Task instructions:
Would you pull out every line of the material that contains the string "head"?

Data supplied:
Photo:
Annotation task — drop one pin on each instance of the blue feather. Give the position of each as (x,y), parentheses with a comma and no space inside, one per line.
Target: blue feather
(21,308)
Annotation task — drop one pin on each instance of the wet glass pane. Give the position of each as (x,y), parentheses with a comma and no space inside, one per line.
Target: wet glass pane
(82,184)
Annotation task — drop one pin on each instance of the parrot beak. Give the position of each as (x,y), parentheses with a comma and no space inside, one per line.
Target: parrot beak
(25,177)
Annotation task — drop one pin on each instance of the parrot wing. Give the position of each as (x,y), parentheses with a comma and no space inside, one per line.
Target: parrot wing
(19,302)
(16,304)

==

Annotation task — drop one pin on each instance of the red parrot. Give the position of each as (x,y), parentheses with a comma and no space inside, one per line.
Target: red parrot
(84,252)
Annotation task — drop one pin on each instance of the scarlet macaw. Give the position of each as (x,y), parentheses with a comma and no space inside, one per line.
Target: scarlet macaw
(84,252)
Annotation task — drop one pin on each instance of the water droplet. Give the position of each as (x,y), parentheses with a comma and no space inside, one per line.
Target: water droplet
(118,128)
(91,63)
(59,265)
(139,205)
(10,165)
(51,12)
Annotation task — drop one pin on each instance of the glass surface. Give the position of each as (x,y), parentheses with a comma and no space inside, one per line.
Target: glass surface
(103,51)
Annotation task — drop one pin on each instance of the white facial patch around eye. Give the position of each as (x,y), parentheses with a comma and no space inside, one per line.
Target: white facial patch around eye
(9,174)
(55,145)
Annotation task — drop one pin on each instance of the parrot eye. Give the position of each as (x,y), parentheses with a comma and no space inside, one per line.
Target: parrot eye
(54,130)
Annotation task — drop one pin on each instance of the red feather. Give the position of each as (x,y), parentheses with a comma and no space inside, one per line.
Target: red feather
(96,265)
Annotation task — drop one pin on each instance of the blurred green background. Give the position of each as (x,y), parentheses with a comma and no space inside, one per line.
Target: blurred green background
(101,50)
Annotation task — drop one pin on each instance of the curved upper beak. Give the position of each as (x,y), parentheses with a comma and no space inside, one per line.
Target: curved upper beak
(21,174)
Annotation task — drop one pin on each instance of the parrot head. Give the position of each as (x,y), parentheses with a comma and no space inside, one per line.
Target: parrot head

* * *

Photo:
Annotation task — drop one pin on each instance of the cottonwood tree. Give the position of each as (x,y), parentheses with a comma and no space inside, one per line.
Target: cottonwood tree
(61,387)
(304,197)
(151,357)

Output for this exercise:
Annotation task — drop one pin on each instance of the parrot head. Give the position of each as (x,y), parentheses with a comma and no space inside, one per line.
Target: parrot head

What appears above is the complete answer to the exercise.